EXERCISE REQUIREMENTS: Pull out every line in the listing below that contains the word "desert", and copy each one in full.

===

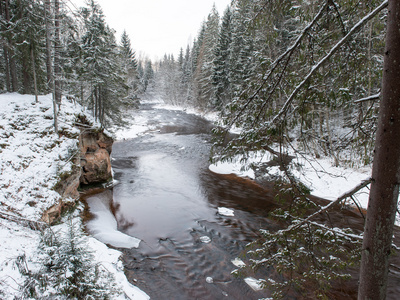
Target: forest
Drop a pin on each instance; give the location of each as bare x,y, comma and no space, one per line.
303,75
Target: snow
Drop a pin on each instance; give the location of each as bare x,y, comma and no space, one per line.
32,159
104,225
110,259
238,262
227,212
320,175
234,167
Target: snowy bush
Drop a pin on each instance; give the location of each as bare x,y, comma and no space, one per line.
66,269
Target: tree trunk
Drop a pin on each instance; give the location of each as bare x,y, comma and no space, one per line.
57,45
11,61
7,70
49,69
385,172
34,75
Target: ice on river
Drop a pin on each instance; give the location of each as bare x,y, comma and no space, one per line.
104,225
227,212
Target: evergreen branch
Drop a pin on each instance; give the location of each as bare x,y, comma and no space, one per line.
34,225
277,62
346,195
333,50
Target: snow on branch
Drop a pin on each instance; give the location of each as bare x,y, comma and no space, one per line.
288,53
369,98
333,50
34,225
346,195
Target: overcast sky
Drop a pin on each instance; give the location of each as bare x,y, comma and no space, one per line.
156,27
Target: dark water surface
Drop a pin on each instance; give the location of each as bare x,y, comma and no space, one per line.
167,197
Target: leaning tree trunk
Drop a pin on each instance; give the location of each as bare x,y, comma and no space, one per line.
57,46
34,74
47,16
385,172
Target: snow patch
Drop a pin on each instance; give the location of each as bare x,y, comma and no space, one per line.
255,284
205,239
227,212
104,225
238,262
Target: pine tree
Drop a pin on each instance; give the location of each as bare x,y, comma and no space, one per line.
101,67
222,69
205,60
130,66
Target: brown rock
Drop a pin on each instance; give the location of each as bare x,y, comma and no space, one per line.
96,167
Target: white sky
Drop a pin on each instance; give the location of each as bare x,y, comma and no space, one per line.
156,27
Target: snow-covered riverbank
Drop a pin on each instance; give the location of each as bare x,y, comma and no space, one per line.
32,159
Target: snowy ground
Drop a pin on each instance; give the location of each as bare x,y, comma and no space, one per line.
32,158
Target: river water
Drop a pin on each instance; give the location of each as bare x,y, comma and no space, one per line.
166,196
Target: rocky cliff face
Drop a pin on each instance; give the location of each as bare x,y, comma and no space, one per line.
95,157
95,167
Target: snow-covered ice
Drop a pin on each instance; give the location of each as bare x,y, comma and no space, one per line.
32,159
205,239
255,284
104,225
238,262
227,212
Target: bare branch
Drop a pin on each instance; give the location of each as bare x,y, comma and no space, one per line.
346,195
369,98
288,53
333,50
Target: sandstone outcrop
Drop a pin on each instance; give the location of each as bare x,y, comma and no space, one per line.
95,167
95,157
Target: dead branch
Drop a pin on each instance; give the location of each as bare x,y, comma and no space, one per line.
333,50
369,98
346,195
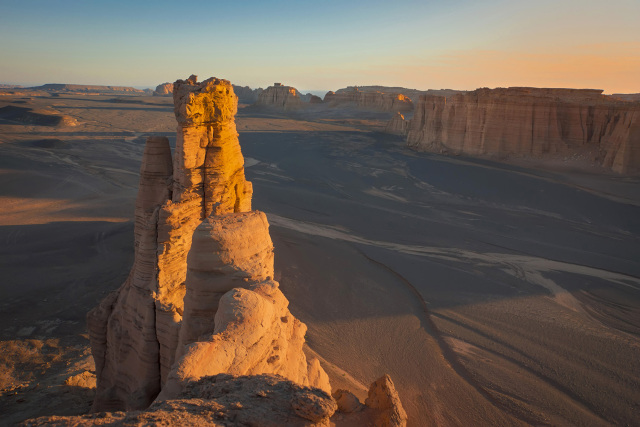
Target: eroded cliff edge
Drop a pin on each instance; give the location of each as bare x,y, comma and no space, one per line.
200,300
530,123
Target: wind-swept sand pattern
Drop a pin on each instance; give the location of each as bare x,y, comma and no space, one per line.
492,294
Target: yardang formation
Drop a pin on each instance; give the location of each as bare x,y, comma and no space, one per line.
200,300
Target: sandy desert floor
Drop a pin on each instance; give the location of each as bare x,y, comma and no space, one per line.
492,294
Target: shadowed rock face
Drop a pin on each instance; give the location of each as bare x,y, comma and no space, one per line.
223,400
530,122
393,102
134,331
397,125
200,299
280,97
164,89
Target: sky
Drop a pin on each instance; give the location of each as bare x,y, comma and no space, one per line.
324,44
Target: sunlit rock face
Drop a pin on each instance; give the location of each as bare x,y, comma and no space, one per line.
200,299
164,89
397,125
134,331
280,97
222,400
532,123
370,100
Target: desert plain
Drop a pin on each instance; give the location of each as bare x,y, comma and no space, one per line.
492,293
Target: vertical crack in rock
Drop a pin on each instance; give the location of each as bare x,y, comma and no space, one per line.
200,300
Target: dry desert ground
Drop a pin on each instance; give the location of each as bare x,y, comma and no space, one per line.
493,294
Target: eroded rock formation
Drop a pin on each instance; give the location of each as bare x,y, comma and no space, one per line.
222,400
397,125
531,122
280,97
164,89
134,331
200,306
246,95
374,100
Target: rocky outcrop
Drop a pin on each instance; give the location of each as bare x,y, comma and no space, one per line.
379,101
532,123
200,306
222,400
134,332
280,97
632,97
164,89
236,320
397,125
246,95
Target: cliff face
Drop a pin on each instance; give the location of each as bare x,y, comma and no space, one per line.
246,95
280,97
134,331
531,122
164,89
397,125
200,306
393,102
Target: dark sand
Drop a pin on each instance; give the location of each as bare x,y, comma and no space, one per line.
491,293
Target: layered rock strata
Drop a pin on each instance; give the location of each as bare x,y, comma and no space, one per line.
164,89
222,400
531,122
134,331
245,94
397,125
380,101
236,320
200,306
280,97
261,400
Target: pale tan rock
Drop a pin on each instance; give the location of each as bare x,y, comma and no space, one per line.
347,401
227,251
530,123
222,400
383,399
164,89
134,332
246,95
236,320
370,100
280,97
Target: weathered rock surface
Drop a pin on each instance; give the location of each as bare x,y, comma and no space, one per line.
222,400
280,97
380,101
531,122
200,305
134,331
397,125
381,408
164,89
246,95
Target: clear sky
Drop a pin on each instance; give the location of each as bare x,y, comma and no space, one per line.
325,44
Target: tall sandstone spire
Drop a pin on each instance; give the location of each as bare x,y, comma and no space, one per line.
200,300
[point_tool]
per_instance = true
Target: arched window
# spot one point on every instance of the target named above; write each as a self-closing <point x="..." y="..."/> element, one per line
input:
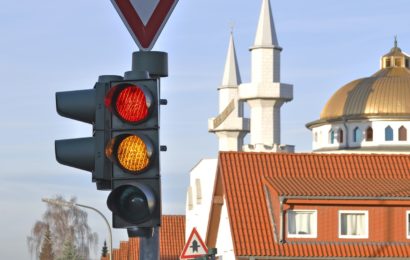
<point x="369" y="134"/>
<point x="402" y="133"/>
<point x="340" y="136"/>
<point x="388" y="133"/>
<point x="332" y="136"/>
<point x="357" y="135"/>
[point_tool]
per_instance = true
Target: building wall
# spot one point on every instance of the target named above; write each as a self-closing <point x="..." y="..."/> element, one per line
<point x="199" y="196"/>
<point x="386" y="223"/>
<point x="224" y="242"/>
<point x="321" y="134"/>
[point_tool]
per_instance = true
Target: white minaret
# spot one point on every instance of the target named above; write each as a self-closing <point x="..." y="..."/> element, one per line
<point x="265" y="94"/>
<point x="229" y="125"/>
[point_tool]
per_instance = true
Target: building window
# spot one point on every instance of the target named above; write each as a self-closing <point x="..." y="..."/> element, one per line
<point x="340" y="136"/>
<point x="332" y="136"/>
<point x="369" y="134"/>
<point x="388" y="133"/>
<point x="357" y="135"/>
<point x="189" y="199"/>
<point x="302" y="223"/>
<point x="353" y="224"/>
<point x="198" y="191"/>
<point x="408" y="224"/>
<point x="402" y="133"/>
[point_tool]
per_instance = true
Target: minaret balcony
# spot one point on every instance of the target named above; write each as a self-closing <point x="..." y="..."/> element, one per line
<point x="266" y="90"/>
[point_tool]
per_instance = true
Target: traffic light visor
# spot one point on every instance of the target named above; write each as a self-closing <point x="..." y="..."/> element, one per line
<point x="133" y="203"/>
<point x="131" y="152"/>
<point x="131" y="103"/>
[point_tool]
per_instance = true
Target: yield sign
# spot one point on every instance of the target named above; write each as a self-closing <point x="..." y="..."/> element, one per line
<point x="144" y="19"/>
<point x="194" y="247"/>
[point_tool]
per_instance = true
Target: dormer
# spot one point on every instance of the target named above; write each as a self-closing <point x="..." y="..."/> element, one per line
<point x="395" y="58"/>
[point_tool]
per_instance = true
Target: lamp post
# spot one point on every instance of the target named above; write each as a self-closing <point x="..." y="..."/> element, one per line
<point x="72" y="204"/>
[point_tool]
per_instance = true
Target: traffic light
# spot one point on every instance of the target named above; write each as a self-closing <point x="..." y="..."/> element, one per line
<point x="87" y="153"/>
<point x="133" y="149"/>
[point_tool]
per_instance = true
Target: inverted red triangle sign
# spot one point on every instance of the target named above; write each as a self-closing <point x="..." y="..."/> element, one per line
<point x="144" y="19"/>
<point x="194" y="246"/>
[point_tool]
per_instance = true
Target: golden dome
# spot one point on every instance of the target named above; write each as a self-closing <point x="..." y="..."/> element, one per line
<point x="386" y="93"/>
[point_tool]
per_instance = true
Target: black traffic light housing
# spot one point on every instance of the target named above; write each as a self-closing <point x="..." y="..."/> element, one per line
<point x="87" y="153"/>
<point x="135" y="200"/>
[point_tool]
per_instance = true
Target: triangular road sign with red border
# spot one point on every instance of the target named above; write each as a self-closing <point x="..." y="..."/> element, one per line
<point x="194" y="247"/>
<point x="144" y="19"/>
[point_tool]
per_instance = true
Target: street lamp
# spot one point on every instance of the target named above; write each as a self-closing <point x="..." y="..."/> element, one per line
<point x="72" y="204"/>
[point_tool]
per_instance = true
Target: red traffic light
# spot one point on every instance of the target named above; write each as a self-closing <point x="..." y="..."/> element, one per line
<point x="131" y="103"/>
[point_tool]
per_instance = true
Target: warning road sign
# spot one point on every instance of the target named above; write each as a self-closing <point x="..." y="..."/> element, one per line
<point x="144" y="19"/>
<point x="194" y="247"/>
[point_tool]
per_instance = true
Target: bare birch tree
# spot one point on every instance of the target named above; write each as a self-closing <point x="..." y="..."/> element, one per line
<point x="65" y="223"/>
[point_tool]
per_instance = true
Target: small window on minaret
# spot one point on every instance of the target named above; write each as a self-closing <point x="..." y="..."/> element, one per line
<point x="340" y="136"/>
<point x="388" y="63"/>
<point x="369" y="134"/>
<point x="332" y="136"/>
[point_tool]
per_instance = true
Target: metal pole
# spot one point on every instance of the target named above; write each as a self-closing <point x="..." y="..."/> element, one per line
<point x="71" y="204"/>
<point x="106" y="222"/>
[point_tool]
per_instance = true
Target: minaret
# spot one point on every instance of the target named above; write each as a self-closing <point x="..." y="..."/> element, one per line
<point x="265" y="94"/>
<point x="229" y="125"/>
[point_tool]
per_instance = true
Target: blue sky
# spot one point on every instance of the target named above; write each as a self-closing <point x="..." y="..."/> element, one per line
<point x="51" y="46"/>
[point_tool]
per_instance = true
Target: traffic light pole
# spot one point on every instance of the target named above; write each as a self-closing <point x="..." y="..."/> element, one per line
<point x="147" y="64"/>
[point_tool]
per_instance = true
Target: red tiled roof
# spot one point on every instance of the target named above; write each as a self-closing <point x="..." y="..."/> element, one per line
<point x="243" y="176"/>
<point x="346" y="187"/>
<point x="172" y="241"/>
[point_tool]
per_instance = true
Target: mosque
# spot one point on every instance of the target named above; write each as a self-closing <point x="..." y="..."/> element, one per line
<point x="349" y="198"/>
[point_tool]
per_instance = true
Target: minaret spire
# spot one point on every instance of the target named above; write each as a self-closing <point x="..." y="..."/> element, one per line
<point x="231" y="75"/>
<point x="266" y="33"/>
<point x="265" y="94"/>
<point x="229" y="125"/>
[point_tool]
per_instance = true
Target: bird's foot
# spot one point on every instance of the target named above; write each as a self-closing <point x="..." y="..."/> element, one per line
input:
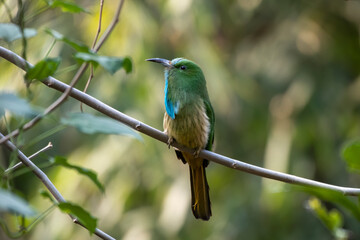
<point x="197" y="152"/>
<point x="170" y="141"/>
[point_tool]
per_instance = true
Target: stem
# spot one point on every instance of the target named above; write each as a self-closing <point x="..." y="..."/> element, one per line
<point x="162" y="137"/>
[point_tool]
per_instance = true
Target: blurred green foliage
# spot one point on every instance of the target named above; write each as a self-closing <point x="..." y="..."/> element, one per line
<point x="283" y="78"/>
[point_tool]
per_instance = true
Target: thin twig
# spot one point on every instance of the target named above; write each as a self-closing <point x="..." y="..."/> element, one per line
<point x="48" y="184"/>
<point x="93" y="47"/>
<point x="156" y="134"/>
<point x="75" y="79"/>
<point x="19" y="164"/>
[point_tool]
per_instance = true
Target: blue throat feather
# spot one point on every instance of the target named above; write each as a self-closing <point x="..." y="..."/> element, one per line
<point x="170" y="107"/>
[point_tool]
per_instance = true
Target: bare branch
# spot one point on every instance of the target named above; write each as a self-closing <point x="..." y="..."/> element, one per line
<point x="75" y="79"/>
<point x="93" y="47"/>
<point x="19" y="164"/>
<point x="160" y="136"/>
<point x="48" y="184"/>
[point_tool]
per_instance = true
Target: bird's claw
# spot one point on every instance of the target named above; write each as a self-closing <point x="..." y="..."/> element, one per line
<point x="197" y="152"/>
<point x="170" y="141"/>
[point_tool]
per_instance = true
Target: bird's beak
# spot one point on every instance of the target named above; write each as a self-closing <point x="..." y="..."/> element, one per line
<point x="164" y="62"/>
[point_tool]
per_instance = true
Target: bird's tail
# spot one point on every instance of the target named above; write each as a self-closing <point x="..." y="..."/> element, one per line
<point x="200" y="199"/>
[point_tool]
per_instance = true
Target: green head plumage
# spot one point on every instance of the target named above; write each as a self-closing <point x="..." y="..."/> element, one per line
<point x="184" y="82"/>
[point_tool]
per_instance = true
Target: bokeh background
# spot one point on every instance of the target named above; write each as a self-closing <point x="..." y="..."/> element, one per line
<point x="283" y="78"/>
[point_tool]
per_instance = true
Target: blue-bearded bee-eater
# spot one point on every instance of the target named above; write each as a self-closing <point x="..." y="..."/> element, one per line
<point x="189" y="120"/>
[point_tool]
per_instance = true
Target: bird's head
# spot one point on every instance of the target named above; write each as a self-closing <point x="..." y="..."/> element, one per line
<point x="180" y="69"/>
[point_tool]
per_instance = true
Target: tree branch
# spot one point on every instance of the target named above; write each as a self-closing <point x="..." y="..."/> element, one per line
<point x="48" y="184"/>
<point x="75" y="79"/>
<point x="160" y="136"/>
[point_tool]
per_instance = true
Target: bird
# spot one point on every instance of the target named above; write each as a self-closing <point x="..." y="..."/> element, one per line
<point x="189" y="120"/>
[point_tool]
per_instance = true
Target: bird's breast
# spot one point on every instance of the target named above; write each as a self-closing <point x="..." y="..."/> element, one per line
<point x="191" y="126"/>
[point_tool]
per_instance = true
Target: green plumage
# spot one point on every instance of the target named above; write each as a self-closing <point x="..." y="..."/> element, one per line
<point x="189" y="119"/>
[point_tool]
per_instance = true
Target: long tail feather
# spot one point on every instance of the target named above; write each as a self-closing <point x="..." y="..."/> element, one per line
<point x="200" y="193"/>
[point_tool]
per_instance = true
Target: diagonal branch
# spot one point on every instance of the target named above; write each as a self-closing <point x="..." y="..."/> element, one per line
<point x="48" y="184"/>
<point x="160" y="136"/>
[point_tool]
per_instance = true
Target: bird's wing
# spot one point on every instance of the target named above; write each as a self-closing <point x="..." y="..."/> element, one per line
<point x="211" y="115"/>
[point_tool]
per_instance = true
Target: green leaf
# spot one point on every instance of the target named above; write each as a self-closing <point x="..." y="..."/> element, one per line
<point x="91" y="124"/>
<point x="10" y="202"/>
<point x="351" y="154"/>
<point x="84" y="171"/>
<point x="43" y="69"/>
<point x="10" y="32"/>
<point x="332" y="219"/>
<point x="67" y="6"/>
<point x="15" y="105"/>
<point x="82" y="215"/>
<point x="334" y="197"/>
<point x="111" y="64"/>
<point x="77" y="46"/>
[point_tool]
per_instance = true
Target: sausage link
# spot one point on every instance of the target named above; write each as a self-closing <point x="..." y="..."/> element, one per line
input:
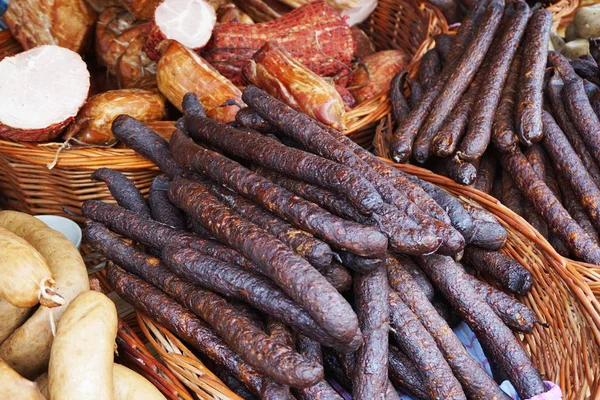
<point x="577" y="104"/>
<point x="571" y="168"/>
<point x="506" y="271"/>
<point x="549" y="207"/>
<point x="318" y="253"/>
<point x="123" y="190"/>
<point x="459" y="80"/>
<point x="293" y="274"/>
<point x="503" y="49"/>
<point x="167" y="312"/>
<point x="554" y="92"/>
<point x="449" y="278"/>
<point x="343" y="234"/>
<point x="279" y="362"/>
<point x="504" y="134"/>
<point x="161" y="208"/>
<point x="474" y="379"/>
<point x="531" y="80"/>
<point x="402" y="140"/>
<point x="421" y="349"/>
<point x="371" y="369"/>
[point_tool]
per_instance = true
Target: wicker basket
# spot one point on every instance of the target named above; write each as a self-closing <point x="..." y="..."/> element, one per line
<point x="566" y="352"/>
<point x="28" y="185"/>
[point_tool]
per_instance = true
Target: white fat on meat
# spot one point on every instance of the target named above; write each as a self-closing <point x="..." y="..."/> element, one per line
<point x="190" y="22"/>
<point x="42" y="87"/>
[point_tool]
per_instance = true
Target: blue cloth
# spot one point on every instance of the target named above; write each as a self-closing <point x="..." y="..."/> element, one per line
<point x="3" y="5"/>
<point x="469" y="340"/>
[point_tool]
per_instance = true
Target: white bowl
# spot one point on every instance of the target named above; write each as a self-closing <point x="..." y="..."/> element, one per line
<point x="70" y="229"/>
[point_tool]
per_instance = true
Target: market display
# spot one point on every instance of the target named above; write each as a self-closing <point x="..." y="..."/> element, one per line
<point x="513" y="96"/>
<point x="70" y="337"/>
<point x="290" y="285"/>
<point x="294" y="262"/>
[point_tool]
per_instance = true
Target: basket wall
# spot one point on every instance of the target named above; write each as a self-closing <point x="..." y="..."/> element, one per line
<point x="568" y="351"/>
<point x="26" y="183"/>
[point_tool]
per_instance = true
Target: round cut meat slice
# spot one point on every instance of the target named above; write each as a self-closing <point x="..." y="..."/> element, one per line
<point x="189" y="22"/>
<point x="42" y="90"/>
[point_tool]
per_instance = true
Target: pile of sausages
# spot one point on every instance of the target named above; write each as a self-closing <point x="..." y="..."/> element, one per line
<point x="495" y="82"/>
<point x="289" y="256"/>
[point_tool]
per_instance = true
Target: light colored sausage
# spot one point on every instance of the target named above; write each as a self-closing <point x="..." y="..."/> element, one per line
<point x="11" y="318"/>
<point x="27" y="349"/>
<point x="14" y="387"/>
<point x="25" y="279"/>
<point x="82" y="356"/>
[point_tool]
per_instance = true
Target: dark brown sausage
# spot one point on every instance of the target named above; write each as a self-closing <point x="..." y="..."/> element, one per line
<point x="167" y="312"/>
<point x="489" y="234"/>
<point x="338" y="276"/>
<point x="553" y="185"/>
<point x="460" y="171"/>
<point x="161" y="208"/>
<point x="318" y="253"/>
<point x="277" y="361"/>
<point x="229" y="380"/>
<point x="157" y="235"/>
<point x="535" y="156"/>
<point x="449" y="278"/>
<point x="449" y="136"/>
<point x="531" y="80"/>
<point x="316" y="139"/>
<point x="459" y="80"/>
<point x="587" y="69"/>
<point x="404" y="375"/>
<point x="147" y="143"/>
<point x="506" y="271"/>
<point x="359" y="264"/>
<point x="460" y="218"/>
<point x="445" y="310"/>
<point x="400" y="180"/>
<point x="248" y="118"/>
<point x="416" y="92"/>
<point x="293" y="274"/>
<point x="322" y="197"/>
<point x="400" y="108"/>
<point x="279" y="333"/>
<point x="577" y="104"/>
<point x="371" y="369"/>
<point x="476" y="382"/>
<point x="341" y="233"/>
<point x="504" y="134"/>
<point x="123" y="190"/>
<point x="516" y="315"/>
<point x="236" y="283"/>
<point x="554" y="92"/>
<point x="428" y="197"/>
<point x="418" y="345"/>
<point x="405" y="134"/>
<point x="411" y="267"/>
<point x="570" y="167"/>
<point x="511" y="195"/>
<point x="486" y="173"/>
<point x="503" y="49"/>
<point x="430" y="68"/>
<point x="322" y="390"/>
<point x="286" y="160"/>
<point x="549" y="207"/>
<point x="576" y="211"/>
<point x="334" y="370"/>
<point x="443" y="44"/>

===

ANSWER BELOW:
Target: sandy desert floor
Target: desert plain
Target: dry desert ground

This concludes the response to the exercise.